Swap "Examine" for "Inspect" throughout the records that follow, and reproduce them with no other changes.

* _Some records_
####################

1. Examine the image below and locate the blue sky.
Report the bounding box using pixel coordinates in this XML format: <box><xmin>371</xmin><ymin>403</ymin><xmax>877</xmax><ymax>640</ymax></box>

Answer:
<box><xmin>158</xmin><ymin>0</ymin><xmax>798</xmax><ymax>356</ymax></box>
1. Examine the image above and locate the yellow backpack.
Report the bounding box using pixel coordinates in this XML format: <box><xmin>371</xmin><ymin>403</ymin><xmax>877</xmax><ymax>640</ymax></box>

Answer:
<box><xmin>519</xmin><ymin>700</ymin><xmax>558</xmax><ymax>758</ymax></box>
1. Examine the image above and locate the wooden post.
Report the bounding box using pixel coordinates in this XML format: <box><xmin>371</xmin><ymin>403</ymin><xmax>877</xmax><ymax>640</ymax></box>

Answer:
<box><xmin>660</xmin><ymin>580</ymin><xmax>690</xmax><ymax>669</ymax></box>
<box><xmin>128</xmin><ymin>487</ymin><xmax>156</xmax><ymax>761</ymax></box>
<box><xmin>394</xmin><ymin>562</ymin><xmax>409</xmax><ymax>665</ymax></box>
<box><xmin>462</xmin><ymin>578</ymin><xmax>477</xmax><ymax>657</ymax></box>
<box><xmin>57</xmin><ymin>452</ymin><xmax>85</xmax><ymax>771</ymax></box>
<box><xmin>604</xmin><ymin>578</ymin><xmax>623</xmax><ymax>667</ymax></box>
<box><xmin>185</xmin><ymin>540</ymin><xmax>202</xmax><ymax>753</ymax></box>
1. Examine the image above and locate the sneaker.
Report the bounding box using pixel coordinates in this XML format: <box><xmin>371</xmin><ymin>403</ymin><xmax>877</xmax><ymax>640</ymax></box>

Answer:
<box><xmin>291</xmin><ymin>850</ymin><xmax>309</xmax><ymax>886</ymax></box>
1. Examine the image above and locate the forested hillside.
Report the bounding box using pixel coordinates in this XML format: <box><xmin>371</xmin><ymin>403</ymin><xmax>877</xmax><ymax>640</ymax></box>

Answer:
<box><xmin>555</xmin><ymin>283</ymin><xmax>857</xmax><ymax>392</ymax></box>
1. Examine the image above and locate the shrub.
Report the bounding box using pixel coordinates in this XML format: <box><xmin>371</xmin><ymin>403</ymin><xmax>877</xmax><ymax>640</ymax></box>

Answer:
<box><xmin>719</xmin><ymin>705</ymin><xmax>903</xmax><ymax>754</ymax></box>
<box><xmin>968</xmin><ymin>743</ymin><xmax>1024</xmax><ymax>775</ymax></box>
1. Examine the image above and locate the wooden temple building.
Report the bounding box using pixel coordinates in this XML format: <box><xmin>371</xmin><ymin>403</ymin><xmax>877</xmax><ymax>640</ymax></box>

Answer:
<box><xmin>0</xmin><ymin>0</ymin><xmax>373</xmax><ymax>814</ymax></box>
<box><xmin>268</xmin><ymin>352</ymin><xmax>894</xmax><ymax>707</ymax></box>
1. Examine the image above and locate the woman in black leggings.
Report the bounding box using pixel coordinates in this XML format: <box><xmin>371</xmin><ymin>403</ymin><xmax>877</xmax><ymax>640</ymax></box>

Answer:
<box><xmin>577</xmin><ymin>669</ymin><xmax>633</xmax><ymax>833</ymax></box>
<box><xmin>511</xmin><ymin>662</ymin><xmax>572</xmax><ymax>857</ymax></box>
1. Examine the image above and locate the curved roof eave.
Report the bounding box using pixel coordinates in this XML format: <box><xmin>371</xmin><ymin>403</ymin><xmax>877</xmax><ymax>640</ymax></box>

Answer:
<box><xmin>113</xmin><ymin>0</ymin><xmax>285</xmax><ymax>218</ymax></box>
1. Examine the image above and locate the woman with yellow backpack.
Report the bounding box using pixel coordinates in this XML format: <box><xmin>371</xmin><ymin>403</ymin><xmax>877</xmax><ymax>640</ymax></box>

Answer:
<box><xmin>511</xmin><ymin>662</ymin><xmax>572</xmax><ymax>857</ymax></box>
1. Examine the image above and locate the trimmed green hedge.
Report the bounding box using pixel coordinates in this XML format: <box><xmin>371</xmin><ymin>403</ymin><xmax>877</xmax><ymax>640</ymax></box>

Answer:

####################

* _The result_
1. Inspect the image below and locate the blue sky.
Report the bounding box using pixel coordinates in this XML format: <box><xmin>371</xmin><ymin>403</ymin><xmax>877</xmax><ymax>640</ymax></box>

Answer:
<box><xmin>158</xmin><ymin>0</ymin><xmax>798</xmax><ymax>356</ymax></box>
1. Inspect the image above and locate the yellow backpack.
Report the bounding box using pixel coordinates in this XML format: <box><xmin>371</xmin><ymin>403</ymin><xmax>877</xmax><ymax>640</ymax></box>

Answer:
<box><xmin>519</xmin><ymin>700</ymin><xmax>558</xmax><ymax>758</ymax></box>
1. Inspect the image above and locate the wooden post.
Report the bounding box using pixel coordinates in this XML format: <box><xmin>371</xmin><ymin>403</ymin><xmax>877</xmax><ymax>640</ymax></box>

Answer:
<box><xmin>660</xmin><ymin>580</ymin><xmax>690</xmax><ymax>669</ymax></box>
<box><xmin>128</xmin><ymin>487</ymin><xmax>156</xmax><ymax>761</ymax></box>
<box><xmin>394</xmin><ymin>562</ymin><xmax>409</xmax><ymax>665</ymax></box>
<box><xmin>462</xmin><ymin>578</ymin><xmax>477</xmax><ymax>657</ymax></box>
<box><xmin>57</xmin><ymin>452</ymin><xmax>85</xmax><ymax>771</ymax></box>
<box><xmin>604</xmin><ymin>578</ymin><xmax>623</xmax><ymax>667</ymax></box>
<box><xmin>185</xmin><ymin>540</ymin><xmax>202</xmax><ymax>753</ymax></box>
1. Inspect the image above and locate the sneaker.
Report the bounding box using pixel coordinates in this XML format: <box><xmin>371</xmin><ymin>403</ymin><xmax>877</xmax><ymax>640</ymax></box>

Answer:
<box><xmin>291</xmin><ymin>850</ymin><xmax>309</xmax><ymax>886</ymax></box>
1. Inspect the image above and locate the forested hillside.
Report the bounding box using pixel coordinates in this XML format: <box><xmin>371</xmin><ymin>403</ymin><xmax>877</xmax><ymax>640</ymax></box>

Answer:
<box><xmin>555</xmin><ymin>283</ymin><xmax>857</xmax><ymax>392</ymax></box>
1. Inspect the image above and locate the shrub.
Report the bounding box using pixel coordinates in this XML format: <box><xmin>371</xmin><ymin>403</ymin><xmax>877</xmax><ymax>640</ymax></box>

Answer:
<box><xmin>719</xmin><ymin>705</ymin><xmax>903</xmax><ymax>754</ymax></box>
<box><xmin>968</xmin><ymin>743</ymin><xmax>1024</xmax><ymax>775</ymax></box>
1. Inspect the image above and locate the wooden temple building.
Report the bounding box using pixel coordinates in this XML format: <box><xmin>371</xmin><ymin>403</ymin><xmax>877</xmax><ymax>640</ymax></box>

Answer:
<box><xmin>0</xmin><ymin>0</ymin><xmax>373</xmax><ymax>814</ymax></box>
<box><xmin>268</xmin><ymin>352</ymin><xmax>894</xmax><ymax>707</ymax></box>
1. Inspect the image above and locate the woman in black leggings.
Report the bounding box using pixel coordinates in this XML format: <box><xmin>371</xmin><ymin>403</ymin><xmax>877</xmax><ymax>640</ymax></box>

Answer:
<box><xmin>577</xmin><ymin>669</ymin><xmax>633</xmax><ymax>833</ymax></box>
<box><xmin>511</xmin><ymin>662</ymin><xmax>572</xmax><ymax>857</ymax></box>
1. Inspect the image above and locate the curved roof eave.
Report the bounding box using pixel coordinates in this XML format: <box><xmin>371</xmin><ymin>403</ymin><xmax>877</xmax><ymax>640</ymax></box>

Answer:
<box><xmin>113</xmin><ymin>0</ymin><xmax>285</xmax><ymax>218</ymax></box>
1. Inspect the image above and locate the woman with yellow backpack.
Report the bounding box using pixel coordinates in this XML format: <box><xmin>371</xmin><ymin>403</ymin><xmax>877</xmax><ymax>640</ymax></box>

Answer:
<box><xmin>511</xmin><ymin>662</ymin><xmax>572</xmax><ymax>857</ymax></box>
1. Inspect the image above and locate the trimmed green hedge.
Report the bounding box using pixel coordinates in this XML format: <box><xmin>371</xmin><ymin>403</ymin><xmax>877</xmax><ymax>640</ymax></box>

Answer:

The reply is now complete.